Ich erkläre dir in 3 Schritten, wie du dann vorgehen kannst.
Auch Fühlen will gelernt sein
Dabei ist es ganz normal, dass wir nicht direkt alles fühlen bzw. einordnen können. Beim Reiten gibt es so viele Reize gleichzeitig, dass wir erstmal lernen müssen, auf welche wir uns konzentrieren wollen.
Äußern wir ehrlich, wenn wir etwas nicht gefühlt haben, ist es wichtig, dass der Reitlehrer konstruktiv mit dieser für das Gelingen der weiteren Zusammenarbeit wichtigen Information umgeht.
Ein entsetztes “Was, das merkst du nicht…?!” vom Bodensupport hilft leider nicht, das notwendige Vertrauen in die eigene Wahrnehmung zu entwickeln. Im Gegenteil: Oft sind wir dann sogar gestresster und folglich blockierter in unserer Wahrnehmung.

** GESTELLTE AUFGABEN **
(a) Beantworte anhand des Textes über das Fühlen beim Reiten:
(i) In wie vielen Schritten soll das Vorgehen erklärt werden?
(ii) Wovon gibt es beim Reiten laut Text so viele gleichzeitig?
(iii) Welcher Ausruf vom Bodensupport wird als nicht hilfreich angeführt?
(b) Schreibe den Text über das Fühlen beim Reiten bitte im Anschluss an seinen letzten Satz weiter.
Die nachstehenden Zeilen haben hiermit nichts zu tun.

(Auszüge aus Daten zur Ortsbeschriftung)

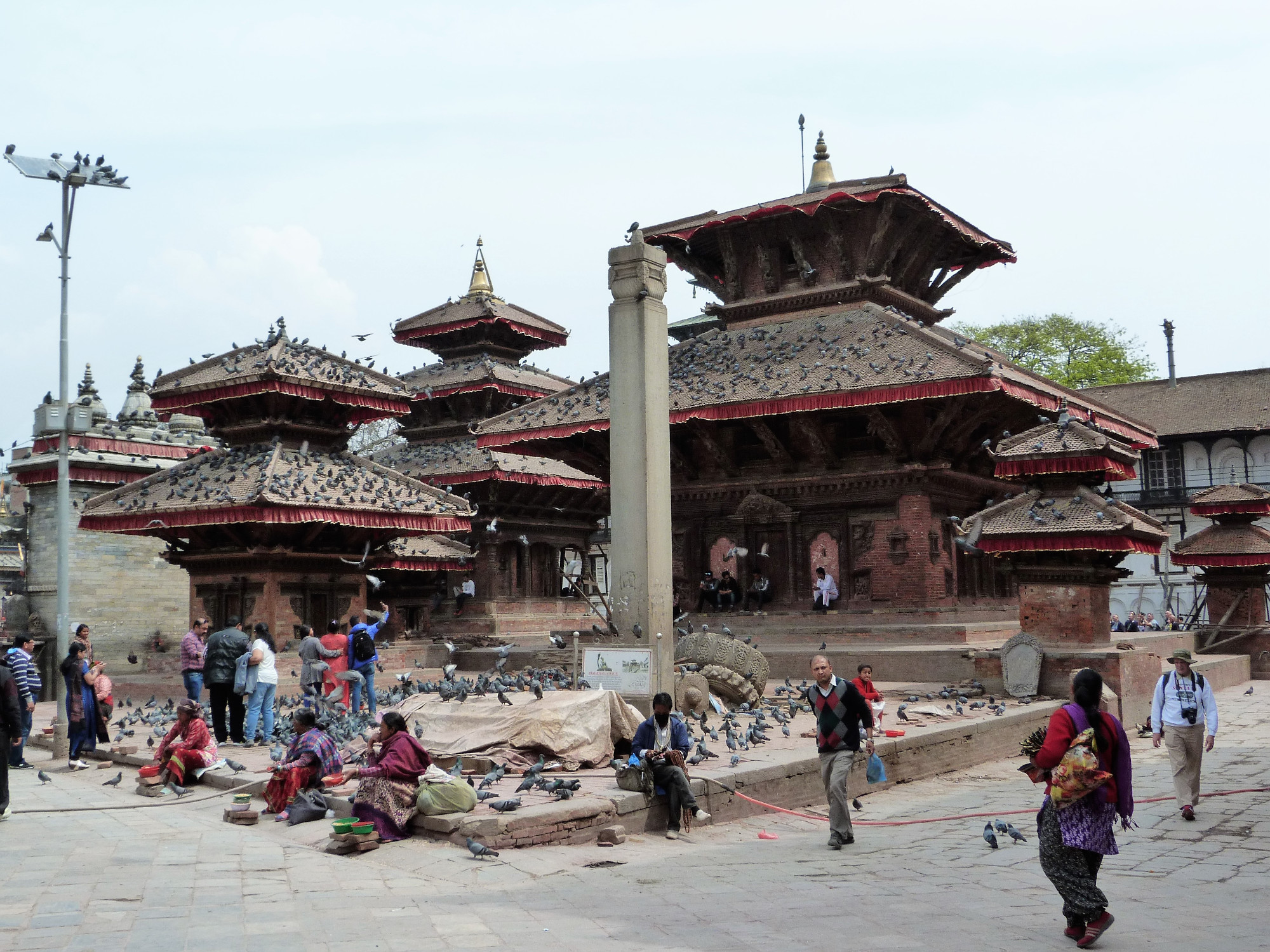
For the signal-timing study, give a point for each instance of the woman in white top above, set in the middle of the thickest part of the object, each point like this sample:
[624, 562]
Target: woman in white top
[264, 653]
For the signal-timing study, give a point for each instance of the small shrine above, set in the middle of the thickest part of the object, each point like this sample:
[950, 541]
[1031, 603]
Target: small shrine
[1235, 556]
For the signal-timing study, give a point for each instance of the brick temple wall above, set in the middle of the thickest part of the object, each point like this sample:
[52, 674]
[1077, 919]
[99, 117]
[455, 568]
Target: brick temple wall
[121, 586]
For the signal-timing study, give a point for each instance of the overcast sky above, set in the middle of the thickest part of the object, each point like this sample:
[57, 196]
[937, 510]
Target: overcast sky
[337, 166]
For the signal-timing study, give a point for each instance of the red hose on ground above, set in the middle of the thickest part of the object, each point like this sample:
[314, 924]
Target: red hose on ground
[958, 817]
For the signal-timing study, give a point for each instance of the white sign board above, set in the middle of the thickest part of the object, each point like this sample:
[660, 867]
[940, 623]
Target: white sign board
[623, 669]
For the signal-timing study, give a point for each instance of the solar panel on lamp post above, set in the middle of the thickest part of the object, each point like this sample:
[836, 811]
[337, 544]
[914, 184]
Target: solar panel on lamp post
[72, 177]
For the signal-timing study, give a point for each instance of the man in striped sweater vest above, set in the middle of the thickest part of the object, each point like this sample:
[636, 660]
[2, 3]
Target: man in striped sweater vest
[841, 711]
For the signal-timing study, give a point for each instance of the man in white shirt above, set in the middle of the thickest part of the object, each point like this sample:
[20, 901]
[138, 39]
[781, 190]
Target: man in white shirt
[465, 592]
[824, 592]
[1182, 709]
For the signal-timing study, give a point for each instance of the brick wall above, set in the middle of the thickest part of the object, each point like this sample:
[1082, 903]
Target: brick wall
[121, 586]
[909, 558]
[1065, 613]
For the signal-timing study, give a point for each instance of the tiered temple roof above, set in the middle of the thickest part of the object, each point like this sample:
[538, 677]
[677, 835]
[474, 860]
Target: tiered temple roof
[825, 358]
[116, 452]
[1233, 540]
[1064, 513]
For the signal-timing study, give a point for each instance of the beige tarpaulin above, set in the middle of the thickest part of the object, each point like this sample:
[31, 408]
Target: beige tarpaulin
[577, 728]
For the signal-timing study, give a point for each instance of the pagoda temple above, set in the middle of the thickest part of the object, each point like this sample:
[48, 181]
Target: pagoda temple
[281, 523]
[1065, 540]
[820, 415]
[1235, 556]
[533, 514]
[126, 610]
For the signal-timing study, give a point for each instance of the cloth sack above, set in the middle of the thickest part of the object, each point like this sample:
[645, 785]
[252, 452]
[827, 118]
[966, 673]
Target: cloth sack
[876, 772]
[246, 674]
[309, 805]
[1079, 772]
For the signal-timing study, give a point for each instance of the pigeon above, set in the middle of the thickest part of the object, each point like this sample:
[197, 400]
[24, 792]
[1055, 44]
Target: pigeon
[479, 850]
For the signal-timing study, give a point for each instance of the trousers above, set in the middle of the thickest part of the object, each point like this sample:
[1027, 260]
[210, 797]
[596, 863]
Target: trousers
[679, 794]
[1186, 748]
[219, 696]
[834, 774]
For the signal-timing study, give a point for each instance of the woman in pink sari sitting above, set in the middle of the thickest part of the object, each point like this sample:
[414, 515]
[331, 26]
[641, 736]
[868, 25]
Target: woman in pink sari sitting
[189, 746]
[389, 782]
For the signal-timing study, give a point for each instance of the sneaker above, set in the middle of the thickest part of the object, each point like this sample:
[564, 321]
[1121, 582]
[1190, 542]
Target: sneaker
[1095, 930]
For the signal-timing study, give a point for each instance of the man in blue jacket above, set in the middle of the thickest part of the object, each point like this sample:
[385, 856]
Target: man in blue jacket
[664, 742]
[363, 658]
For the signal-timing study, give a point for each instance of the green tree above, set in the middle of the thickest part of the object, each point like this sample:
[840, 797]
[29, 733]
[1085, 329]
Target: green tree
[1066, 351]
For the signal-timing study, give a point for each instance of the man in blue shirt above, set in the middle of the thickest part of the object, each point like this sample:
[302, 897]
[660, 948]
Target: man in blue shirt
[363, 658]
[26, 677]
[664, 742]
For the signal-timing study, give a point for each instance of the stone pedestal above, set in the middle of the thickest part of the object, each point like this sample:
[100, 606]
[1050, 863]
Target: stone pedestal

** DIE ANTWORTEN **
(a)
(i) In 3 Schritten.
(ii) Von Reizen.
(iii) „Was, das merkst du nicht…?!“

(b)
Sagen wir nichts, findet der Unterricht ab da gewissermaßen an uns vorbei statt. Auch keine erstrebenswerte Option.
Die gute Nachricht lautet: Du bist nicht zu blöd zum Fühlen.
An der Stelle, um die es gerade geht, hast du die Wahrnehmung deiner Gefühle einfach noch nicht entwickelt.
Lautet die Frage deines Reitlehrers beispielsweise: „Fühlst du, dass dein Pferd jetzt hinten links besser durchschwingt?“, lautet die Antwort vielleicht „Nein.“
Auf die Frage: „Hast du in diesem Moment einen Unterschied bemerkt?“ lautet sie wahrscheinlich „Ja.“ Auch wenn wir manche Dinge (noch) nicht einordnen können, nehmen wir sehr wohl Unterschiede wahr. Im Gespräch mit deinem Reitlehrer lernst du dann, diese einzuordnen.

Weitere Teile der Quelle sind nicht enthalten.